#### [To do]
Select every line of the listing below that contains the word "blurred", treating uppercase and lowercase letters as different.

START Exercise material

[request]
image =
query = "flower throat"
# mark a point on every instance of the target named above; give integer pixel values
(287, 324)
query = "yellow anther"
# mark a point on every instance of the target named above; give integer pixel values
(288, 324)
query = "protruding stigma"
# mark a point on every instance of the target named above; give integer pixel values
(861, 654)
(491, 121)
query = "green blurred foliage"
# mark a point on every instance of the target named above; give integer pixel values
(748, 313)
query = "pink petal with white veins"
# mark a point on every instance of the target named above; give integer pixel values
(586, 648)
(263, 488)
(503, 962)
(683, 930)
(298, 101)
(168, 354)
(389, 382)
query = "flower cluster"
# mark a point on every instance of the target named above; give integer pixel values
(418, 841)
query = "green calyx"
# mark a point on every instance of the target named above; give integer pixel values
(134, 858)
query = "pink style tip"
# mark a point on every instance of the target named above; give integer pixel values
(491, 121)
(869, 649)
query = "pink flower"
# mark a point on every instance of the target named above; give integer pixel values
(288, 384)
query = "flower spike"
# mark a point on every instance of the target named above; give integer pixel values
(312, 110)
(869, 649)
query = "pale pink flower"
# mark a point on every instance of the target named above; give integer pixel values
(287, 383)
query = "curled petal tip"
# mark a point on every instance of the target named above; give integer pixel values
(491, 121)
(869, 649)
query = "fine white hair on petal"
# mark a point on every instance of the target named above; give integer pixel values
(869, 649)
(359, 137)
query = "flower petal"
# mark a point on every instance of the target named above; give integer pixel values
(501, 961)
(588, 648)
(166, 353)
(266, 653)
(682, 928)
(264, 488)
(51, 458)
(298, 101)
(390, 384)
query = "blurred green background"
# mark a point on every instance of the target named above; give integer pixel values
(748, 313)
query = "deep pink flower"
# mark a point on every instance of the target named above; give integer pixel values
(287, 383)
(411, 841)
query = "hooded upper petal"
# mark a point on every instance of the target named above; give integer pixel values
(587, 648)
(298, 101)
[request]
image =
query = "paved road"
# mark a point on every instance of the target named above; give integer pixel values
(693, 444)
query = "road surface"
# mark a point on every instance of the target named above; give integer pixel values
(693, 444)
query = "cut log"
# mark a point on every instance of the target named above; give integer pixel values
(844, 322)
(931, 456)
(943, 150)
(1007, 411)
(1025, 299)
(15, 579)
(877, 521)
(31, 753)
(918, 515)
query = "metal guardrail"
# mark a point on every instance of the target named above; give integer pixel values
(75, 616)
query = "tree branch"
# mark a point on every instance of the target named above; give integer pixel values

END Exercise material

#### [Task output]
query = "green blurred foliage"
query = "blurred green background"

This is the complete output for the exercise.